- [INSTRUCTIONS TO FOLLOW] Below are records; reproduce exactly the lines from the one containing "A note for the class: find the blue stripe" through the end, both included, and only those.

- [INPUT RECORDS]
::::::::

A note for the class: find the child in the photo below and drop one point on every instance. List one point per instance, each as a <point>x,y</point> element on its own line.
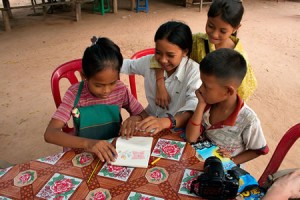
<point>221,115</point>
<point>173,43</point>
<point>105,94</point>
<point>223,22</point>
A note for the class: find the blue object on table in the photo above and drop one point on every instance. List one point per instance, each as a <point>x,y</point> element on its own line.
<point>142,5</point>
<point>102,6</point>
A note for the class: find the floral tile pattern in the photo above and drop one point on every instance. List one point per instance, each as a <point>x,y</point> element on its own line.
<point>82,159</point>
<point>156,175</point>
<point>188,177</point>
<point>98,194</point>
<point>25,178</point>
<point>59,187</point>
<point>4,198</point>
<point>115,172</point>
<point>140,196</point>
<point>168,149</point>
<point>4,171</point>
<point>52,160</point>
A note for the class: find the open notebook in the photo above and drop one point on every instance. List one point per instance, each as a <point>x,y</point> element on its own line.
<point>134,152</point>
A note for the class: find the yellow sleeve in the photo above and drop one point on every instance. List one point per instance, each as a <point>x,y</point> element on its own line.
<point>198,49</point>
<point>248,85</point>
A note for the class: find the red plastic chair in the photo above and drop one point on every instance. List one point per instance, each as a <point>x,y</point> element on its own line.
<point>280,152</point>
<point>66,70</point>
<point>137,55</point>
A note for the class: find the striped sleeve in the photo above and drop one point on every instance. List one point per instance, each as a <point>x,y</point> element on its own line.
<point>132,105</point>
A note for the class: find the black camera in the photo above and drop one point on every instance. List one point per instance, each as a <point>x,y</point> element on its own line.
<point>214,183</point>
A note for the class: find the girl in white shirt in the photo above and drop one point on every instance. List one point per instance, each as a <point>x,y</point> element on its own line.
<point>173,44</point>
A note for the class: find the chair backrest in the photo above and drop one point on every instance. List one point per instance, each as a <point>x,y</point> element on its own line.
<point>284,145</point>
<point>137,55</point>
<point>66,70</point>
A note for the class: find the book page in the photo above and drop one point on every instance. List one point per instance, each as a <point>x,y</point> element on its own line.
<point>134,152</point>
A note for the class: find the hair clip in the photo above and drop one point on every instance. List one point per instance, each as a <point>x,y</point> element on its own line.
<point>94,40</point>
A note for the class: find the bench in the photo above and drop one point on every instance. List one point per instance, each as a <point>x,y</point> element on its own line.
<point>6,12</point>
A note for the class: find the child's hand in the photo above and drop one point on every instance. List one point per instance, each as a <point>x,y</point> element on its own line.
<point>103,149</point>
<point>224,153</point>
<point>128,128</point>
<point>162,98</point>
<point>152,125</point>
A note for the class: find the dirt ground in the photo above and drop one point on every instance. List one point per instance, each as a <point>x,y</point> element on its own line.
<point>37,45</point>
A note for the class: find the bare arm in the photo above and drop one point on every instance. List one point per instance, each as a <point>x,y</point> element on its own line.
<point>285,187</point>
<point>162,97</point>
<point>159,124</point>
<point>103,149</point>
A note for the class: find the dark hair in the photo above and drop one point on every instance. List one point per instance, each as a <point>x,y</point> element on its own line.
<point>224,64</point>
<point>176,33</point>
<point>231,11</point>
<point>102,54</point>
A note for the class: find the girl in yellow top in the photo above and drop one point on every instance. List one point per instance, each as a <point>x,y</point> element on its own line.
<point>224,17</point>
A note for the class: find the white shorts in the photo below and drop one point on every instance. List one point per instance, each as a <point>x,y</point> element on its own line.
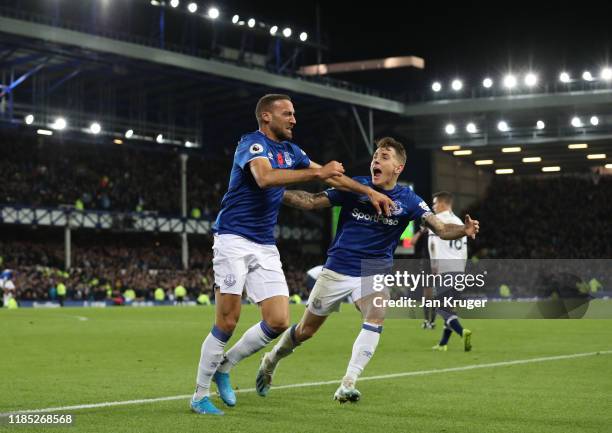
<point>330,290</point>
<point>239,262</point>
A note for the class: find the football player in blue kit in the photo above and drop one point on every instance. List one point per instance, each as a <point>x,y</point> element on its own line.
<point>244,250</point>
<point>363,246</point>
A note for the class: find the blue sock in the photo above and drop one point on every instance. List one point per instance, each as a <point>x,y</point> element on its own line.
<point>445,336</point>
<point>456,326</point>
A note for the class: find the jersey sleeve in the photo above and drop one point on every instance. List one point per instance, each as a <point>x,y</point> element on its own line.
<point>250,149</point>
<point>337,197</point>
<point>340,198</point>
<point>302,158</point>
<point>417,208</point>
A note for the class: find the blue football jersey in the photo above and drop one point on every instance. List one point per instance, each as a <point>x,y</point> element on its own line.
<point>365,241</point>
<point>246,209</point>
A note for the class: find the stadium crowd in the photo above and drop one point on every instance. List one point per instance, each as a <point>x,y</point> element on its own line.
<point>523,217</point>
<point>561,217</point>
<point>108,271</point>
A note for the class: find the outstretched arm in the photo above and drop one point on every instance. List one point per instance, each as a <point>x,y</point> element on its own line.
<point>381,202</point>
<point>267,177</point>
<point>452,231</point>
<point>306,200</point>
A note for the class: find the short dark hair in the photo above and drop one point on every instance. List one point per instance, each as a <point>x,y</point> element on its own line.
<point>444,196</point>
<point>392,143</point>
<point>266,101</point>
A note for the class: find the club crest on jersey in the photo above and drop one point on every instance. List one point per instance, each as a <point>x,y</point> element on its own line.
<point>398,208</point>
<point>256,148</point>
<point>424,206</point>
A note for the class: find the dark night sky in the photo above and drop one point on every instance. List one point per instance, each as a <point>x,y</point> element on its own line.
<point>470,38</point>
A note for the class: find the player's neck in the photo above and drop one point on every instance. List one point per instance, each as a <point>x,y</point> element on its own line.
<point>389,185</point>
<point>268,133</point>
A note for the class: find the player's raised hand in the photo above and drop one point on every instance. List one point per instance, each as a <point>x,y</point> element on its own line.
<point>472,227</point>
<point>381,202</point>
<point>331,169</point>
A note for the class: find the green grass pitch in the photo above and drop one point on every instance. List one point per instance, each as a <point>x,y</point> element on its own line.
<point>56,358</point>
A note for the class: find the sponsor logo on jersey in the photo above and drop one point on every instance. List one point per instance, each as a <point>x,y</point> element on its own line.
<point>256,148</point>
<point>398,208</point>
<point>361,216</point>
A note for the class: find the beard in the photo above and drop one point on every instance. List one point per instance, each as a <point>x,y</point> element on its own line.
<point>281,133</point>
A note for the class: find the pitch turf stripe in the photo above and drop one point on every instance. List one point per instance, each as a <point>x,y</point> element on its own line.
<point>327,382</point>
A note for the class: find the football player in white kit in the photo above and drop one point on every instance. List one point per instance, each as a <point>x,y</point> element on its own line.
<point>448,257</point>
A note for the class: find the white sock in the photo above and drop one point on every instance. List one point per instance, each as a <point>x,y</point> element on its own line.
<point>284,347</point>
<point>210,357</point>
<point>256,337</point>
<point>363,350</point>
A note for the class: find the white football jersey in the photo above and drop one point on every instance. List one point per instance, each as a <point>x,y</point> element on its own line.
<point>447,256</point>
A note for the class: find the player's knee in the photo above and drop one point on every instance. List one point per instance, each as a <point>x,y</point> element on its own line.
<point>279,324</point>
<point>227,324</point>
<point>306,332</point>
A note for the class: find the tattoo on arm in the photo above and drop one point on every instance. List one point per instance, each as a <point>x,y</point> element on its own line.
<point>305,200</point>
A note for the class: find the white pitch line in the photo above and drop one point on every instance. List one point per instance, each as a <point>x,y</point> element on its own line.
<point>327,382</point>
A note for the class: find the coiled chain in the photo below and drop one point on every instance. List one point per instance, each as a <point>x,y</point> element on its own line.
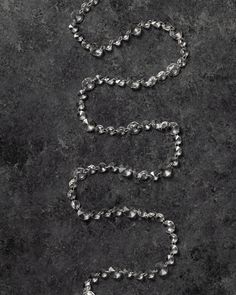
<point>170,128</point>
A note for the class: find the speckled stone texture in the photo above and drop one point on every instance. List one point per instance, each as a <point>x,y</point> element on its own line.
<point>45,248</point>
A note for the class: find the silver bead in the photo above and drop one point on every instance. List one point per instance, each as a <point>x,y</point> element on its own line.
<point>151,81</point>
<point>163,271</point>
<point>98,52</point>
<point>160,216</point>
<point>128,172</point>
<point>134,127</point>
<point>174,249</point>
<point>88,84</point>
<point>79,18</point>
<point>170,260</point>
<point>167,173</point>
<point>132,214</point>
<point>134,84</point>
<point>174,238</point>
<point>161,76</point>
<point>143,175</point>
<point>137,31</point>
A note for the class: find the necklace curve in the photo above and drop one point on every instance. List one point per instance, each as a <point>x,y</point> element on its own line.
<point>172,129</point>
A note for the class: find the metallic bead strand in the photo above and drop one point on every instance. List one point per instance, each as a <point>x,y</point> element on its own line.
<point>172,129</point>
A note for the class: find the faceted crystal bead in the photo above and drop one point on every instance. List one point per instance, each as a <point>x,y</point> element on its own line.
<point>79,18</point>
<point>173,69</point>
<point>151,81</point>
<point>134,84</point>
<point>174,238</point>
<point>126,37</point>
<point>117,275</point>
<point>86,216</point>
<point>98,52</point>
<point>72,183</point>
<point>121,130</point>
<point>151,276</point>
<point>167,173</point>
<point>174,249</point>
<point>109,47</point>
<point>88,83</point>
<point>104,275</point>
<point>140,277</point>
<point>178,151</point>
<point>132,213</point>
<point>71,195</point>
<point>154,176</point>
<point>147,125</point>
<point>134,127</point>
<point>92,169</point>
<point>128,172</point>
<point>161,75</point>
<point>117,43</point>
<point>160,216</point>
<point>76,36</point>
<point>163,271</point>
<point>170,260</point>
<point>111,130</point>
<point>156,24</point>
<point>102,167</point>
<point>143,175</point>
<point>75,205</point>
<point>137,31</point>
<point>178,140</point>
<point>100,129</point>
<point>91,126</point>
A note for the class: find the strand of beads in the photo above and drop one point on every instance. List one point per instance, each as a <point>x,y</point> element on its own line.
<point>170,128</point>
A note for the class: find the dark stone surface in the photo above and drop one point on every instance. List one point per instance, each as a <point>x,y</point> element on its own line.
<point>45,249</point>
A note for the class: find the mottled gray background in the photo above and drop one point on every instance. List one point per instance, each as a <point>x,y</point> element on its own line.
<point>45,248</point>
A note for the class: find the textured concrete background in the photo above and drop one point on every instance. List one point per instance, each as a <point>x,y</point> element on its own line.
<point>45,249</point>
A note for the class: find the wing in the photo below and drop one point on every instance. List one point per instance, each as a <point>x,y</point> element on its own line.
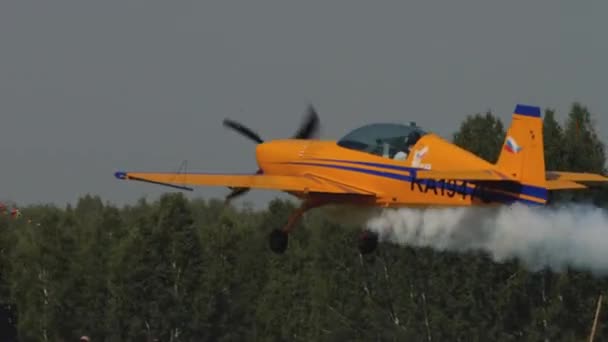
<point>305,183</point>
<point>479,175</point>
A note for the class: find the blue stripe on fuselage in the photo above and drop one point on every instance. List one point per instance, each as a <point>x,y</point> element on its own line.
<point>488,194</point>
<point>509,186</point>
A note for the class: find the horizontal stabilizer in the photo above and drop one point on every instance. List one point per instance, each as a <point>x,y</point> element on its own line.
<point>576,176</point>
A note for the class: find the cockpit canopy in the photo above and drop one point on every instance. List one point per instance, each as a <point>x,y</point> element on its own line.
<point>383,139</point>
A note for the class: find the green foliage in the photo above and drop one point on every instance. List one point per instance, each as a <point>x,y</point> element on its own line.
<point>194,270</point>
<point>481,134</point>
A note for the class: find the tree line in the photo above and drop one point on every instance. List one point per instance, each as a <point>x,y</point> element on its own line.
<point>195,270</point>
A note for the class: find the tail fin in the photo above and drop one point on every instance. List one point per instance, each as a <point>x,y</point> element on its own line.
<point>523,153</point>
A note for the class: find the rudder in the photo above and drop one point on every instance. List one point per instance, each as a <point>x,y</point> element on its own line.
<point>523,154</point>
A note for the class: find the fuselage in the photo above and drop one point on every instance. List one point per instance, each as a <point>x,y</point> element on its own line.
<point>394,181</point>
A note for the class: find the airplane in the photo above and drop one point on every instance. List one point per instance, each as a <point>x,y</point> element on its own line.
<point>388,165</point>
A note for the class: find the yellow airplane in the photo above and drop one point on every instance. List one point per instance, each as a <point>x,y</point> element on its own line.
<point>389,165</point>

::::::::

- [WRITTEN SOLUTION]
A note for the class: find the blue stripe on fuselage in the photo above and drop one point on every instance. List one point per instance, each as a <point>x,y</point> element on its own line.
<point>488,194</point>
<point>509,186</point>
A note for the class: find the horizontal stabilizer in the photo above and drop one point on every instance. List one point per instance, each as a <point>x,y</point> element on its own line.
<point>576,176</point>
A note for the class: find the cockpit canopy in the photo above and drop one point on every instance. List one point per instance, each as a <point>x,y</point> element on its own line.
<point>383,139</point>
A note for the class: find the green foliage in the photo above and drop one point on every instance. List one point per instance, each as a <point>x,y</point> element on its own line.
<point>194,270</point>
<point>481,134</point>
A note for the class: find the tree line in the photo above and drop one point on every instance. List one point per instance, each as a <point>x,y</point> element on its own line.
<point>195,270</point>
A note for the class: find the tail fin in the photo above and drop one point on every instance. List one point per instance, each as a <point>x,y</point> element on its own line.
<point>523,153</point>
A note for the class: find the rudder in the photo above and drop one point on every instance. List one point per instance, each as a <point>x,y</point> element on its own line.
<point>523,154</point>
A note for the class: find the fuselage in the photo above and drop one point on every instance. List one point per instance, each as a <point>x,y</point> element on its own line.
<point>394,181</point>
A note for the class: find the airplane in the photo above and drop one point on every instance. List one point per instance, each as a <point>x,y</point> element on its own line.
<point>388,165</point>
A note for the class: find the yellow airplane in the photo above and drop one point on every instance. List one point per instance, each as a <point>x,y</point> element on its own line.
<point>389,165</point>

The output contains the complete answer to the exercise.